[[ Exercise inputs, beginning ]]
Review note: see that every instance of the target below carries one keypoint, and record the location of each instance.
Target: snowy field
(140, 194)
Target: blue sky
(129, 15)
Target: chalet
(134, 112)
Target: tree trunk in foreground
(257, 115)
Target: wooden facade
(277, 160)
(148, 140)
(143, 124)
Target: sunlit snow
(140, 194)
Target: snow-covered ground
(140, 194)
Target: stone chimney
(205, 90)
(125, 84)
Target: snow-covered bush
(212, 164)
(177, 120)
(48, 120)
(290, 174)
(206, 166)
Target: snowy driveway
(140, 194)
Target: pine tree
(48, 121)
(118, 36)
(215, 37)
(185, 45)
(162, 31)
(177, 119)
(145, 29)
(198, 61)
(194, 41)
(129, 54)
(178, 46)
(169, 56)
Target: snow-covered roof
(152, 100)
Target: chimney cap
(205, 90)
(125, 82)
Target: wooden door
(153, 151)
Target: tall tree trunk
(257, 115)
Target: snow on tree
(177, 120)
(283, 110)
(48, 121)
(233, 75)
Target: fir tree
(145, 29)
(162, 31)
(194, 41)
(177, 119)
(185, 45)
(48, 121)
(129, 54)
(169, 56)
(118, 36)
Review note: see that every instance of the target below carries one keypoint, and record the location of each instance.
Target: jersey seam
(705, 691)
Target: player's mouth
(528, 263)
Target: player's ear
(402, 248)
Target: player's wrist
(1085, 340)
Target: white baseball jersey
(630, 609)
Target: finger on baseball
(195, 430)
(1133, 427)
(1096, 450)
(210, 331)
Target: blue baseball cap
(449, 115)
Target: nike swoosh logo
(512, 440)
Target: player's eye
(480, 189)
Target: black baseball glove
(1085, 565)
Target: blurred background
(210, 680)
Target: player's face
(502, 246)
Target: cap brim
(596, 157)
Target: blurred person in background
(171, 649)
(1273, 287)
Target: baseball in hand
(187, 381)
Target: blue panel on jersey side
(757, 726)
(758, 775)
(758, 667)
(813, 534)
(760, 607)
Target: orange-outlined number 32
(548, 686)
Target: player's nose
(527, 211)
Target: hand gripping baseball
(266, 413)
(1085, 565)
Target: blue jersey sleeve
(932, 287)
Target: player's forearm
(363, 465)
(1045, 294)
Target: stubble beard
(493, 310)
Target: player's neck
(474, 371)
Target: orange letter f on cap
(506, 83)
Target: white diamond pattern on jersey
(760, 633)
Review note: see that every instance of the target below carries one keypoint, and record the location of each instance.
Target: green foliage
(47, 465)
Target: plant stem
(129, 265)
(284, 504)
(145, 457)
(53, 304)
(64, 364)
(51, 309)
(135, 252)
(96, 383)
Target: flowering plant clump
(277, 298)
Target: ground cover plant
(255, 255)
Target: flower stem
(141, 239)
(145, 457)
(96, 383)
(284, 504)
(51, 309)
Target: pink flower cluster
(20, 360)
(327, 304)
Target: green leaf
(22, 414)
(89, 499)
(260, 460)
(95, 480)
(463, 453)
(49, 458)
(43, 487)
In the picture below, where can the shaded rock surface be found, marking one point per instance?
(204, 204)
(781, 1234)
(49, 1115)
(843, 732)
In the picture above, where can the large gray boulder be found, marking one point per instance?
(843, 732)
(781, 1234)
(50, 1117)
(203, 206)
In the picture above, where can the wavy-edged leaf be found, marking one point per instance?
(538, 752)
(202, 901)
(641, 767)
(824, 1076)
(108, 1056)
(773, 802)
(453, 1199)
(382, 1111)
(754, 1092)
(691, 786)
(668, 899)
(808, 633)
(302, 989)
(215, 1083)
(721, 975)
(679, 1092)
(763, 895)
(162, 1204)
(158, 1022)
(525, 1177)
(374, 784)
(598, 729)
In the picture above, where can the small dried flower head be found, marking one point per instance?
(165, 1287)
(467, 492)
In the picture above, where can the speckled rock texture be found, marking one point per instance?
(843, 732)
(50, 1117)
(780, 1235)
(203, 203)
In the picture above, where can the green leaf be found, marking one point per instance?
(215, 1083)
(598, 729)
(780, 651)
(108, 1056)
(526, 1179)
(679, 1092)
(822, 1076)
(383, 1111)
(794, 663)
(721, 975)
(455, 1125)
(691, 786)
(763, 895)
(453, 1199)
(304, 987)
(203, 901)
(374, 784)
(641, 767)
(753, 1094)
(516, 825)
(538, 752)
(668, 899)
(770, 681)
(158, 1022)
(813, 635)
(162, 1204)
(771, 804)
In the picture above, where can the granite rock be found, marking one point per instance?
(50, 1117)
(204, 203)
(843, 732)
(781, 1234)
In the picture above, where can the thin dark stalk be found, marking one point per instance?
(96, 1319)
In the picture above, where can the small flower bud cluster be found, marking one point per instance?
[[ Exercise inputs, end ]]
Working from the material above, reproduce it in full and unchanged.

Review note: see that every instance of the target below carries one keypoint, and record the location of each instance.
Target: snowy field
(140, 194)
Target: blue sky
(129, 15)
Target: chalet
(134, 112)
Target: tree trunk in foreground
(257, 115)
Target: wooden facade
(277, 160)
(148, 140)
(143, 124)
Target: sunlit snow
(140, 194)
Target: snow-covered ground
(140, 194)
Target: stone chimney
(205, 90)
(125, 84)
Target: snow-covered bush
(212, 164)
(177, 120)
(48, 120)
(290, 174)
(206, 166)
Target: snowy driveway
(140, 194)
Target: pine tree
(48, 121)
(118, 36)
(215, 37)
(185, 45)
(162, 31)
(177, 119)
(145, 29)
(198, 61)
(194, 41)
(129, 54)
(178, 46)
(169, 56)
Target: snow-covered roof
(152, 100)
Target: chimney cap
(205, 90)
(125, 82)
Target: wooden door
(153, 151)
Target: tall tree trunk
(257, 115)
Target: snow on tree
(177, 120)
(283, 110)
(48, 121)
(233, 75)
Target: fir tree
(145, 29)
(162, 31)
(194, 41)
(177, 119)
(185, 45)
(48, 121)
(129, 54)
(169, 56)
(118, 36)
Review note: see that every instance of the target below carries one keypoint, and record the location of each instance.
Target: jersey seam
(705, 691)
Target: player's mouth
(528, 263)
Target: player's ear
(402, 248)
Target: player's wrist
(1085, 340)
Target: white baseball jersey
(630, 609)
Target: finger on baseball
(195, 430)
(1133, 427)
(1096, 450)
(210, 331)
Target: blue baseball cap
(449, 115)
Target: nike swoosh logo
(512, 440)
Target: player's eye
(480, 189)
Target: black baseball glove
(1085, 565)
Target: blurred background
(210, 680)
Target: player's face
(502, 246)
Target: cap brim
(596, 157)
Target: blurred person in background
(171, 649)
(1273, 287)
Target: baseball in hand
(187, 381)
Target: blue panel on jersey side
(757, 726)
(758, 775)
(758, 667)
(813, 534)
(760, 607)
Target: orange-outlined number 32
(548, 686)
Target: player's nose
(527, 211)
Target: hand gripping baseball
(266, 413)
(1085, 565)
Target: blue jersey sleeve
(932, 287)
Target: player's forearm
(363, 465)
(1045, 294)
Target: stubble beard
(493, 310)
Target: player's neck
(474, 371)
Target: orange letter f on cap
(506, 83)
Target: white diamond pattern on jersey
(760, 633)
Review note: see that every instance of the target below carries one keypoint, and record the location of each instance.
Target: green foliage
(47, 465)
Target: plant stem
(129, 265)
(284, 504)
(145, 457)
(53, 304)
(64, 364)
(51, 309)
(135, 252)
(96, 383)
Target: flowering plant clump
(277, 298)
Target: ground cover plant
(255, 255)
Target: flower stem
(141, 239)
(145, 457)
(96, 383)
(284, 504)
(51, 309)
Target: pink flower cluster
(20, 360)
(327, 304)
Target: green leaf
(22, 414)
(89, 499)
(260, 460)
(95, 480)
(463, 453)
(49, 458)
(43, 487)
In the picture below, where can the shaded rock surface be found, marking one point per instance?
(204, 204)
(781, 1234)
(49, 1115)
(843, 732)
In the picture above, where can the large gray boulder be found, marking one point per instance?
(843, 732)
(781, 1234)
(50, 1117)
(203, 206)
In the picture above, where can the wavy-edged leaf be found, marking one point per instance?
(538, 752)
(202, 901)
(641, 767)
(824, 1076)
(108, 1056)
(773, 802)
(453, 1199)
(382, 1111)
(754, 1092)
(691, 786)
(668, 899)
(808, 633)
(302, 989)
(215, 1083)
(721, 975)
(679, 1092)
(763, 895)
(162, 1204)
(158, 1022)
(525, 1177)
(374, 784)
(598, 729)
In the picture above, where can the small dried flower head be found, marking one point per instance?
(165, 1287)
(467, 492)
In the picture above, where can the speckled rock texture be found, marking one point per instance?
(843, 732)
(50, 1117)
(780, 1235)
(203, 203)
In the picture above, where can the green leaf be found, marking one point per instance?
(215, 1083)
(598, 729)
(780, 651)
(108, 1056)
(526, 1179)
(679, 1092)
(822, 1076)
(383, 1111)
(794, 663)
(721, 975)
(455, 1125)
(691, 786)
(763, 895)
(453, 1199)
(304, 987)
(203, 901)
(374, 784)
(641, 767)
(753, 1094)
(516, 825)
(538, 752)
(668, 899)
(770, 681)
(158, 1022)
(813, 635)
(162, 1204)
(771, 804)
In the picture above, where can the granite rock be found, marking one point per instance?
(50, 1117)
(204, 203)
(843, 732)
(781, 1234)
In the picture above, where can the thin dark stalk be found, marking one point per instance?
(96, 1319)
In the picture above, where can the small flower bud cluster be found, marking one point per instance?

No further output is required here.